#### [Task instructions]
Put the lines of the listing below into a Markdown table with two columns headed Row and Line. Begin with the line that contains "of the overcast", continue through the end of the listing, number each row, and leave out blank lines.
··········
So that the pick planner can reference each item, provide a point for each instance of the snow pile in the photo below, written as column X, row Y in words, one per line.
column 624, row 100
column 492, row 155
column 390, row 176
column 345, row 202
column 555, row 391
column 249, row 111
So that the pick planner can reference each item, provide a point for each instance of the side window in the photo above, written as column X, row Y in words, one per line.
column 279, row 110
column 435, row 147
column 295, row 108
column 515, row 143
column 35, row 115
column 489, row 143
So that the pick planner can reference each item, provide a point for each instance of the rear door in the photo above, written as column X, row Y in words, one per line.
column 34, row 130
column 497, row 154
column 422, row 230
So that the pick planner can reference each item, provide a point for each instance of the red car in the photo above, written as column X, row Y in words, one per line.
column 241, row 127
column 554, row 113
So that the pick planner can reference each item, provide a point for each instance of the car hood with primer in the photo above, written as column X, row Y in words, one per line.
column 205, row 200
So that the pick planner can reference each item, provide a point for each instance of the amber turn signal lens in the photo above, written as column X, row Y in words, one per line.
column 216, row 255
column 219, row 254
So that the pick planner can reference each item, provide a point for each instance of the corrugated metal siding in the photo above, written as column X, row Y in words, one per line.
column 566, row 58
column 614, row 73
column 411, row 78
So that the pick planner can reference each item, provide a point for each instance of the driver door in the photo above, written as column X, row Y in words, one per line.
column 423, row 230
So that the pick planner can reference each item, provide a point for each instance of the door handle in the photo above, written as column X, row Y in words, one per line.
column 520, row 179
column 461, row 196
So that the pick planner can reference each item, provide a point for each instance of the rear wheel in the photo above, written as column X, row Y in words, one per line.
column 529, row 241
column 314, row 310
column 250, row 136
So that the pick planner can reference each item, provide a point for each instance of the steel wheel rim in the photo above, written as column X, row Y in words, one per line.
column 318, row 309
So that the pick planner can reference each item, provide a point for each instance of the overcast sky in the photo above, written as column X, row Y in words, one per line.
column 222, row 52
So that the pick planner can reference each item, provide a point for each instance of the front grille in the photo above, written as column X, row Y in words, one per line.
··········
#### [Complete answer]
| Row | Line |
|---|---|
| 1 | So that the pick planner can reference each item, provide a point for each instance of the overcast sky in the photo above, written as column X, row Y in words, one per line. |
| 2 | column 222, row 52 |
| 3 | So that the pick planner can reference each item, provide a point for each instance of the front grille in the photo above, written as column X, row Y in words, one per line. |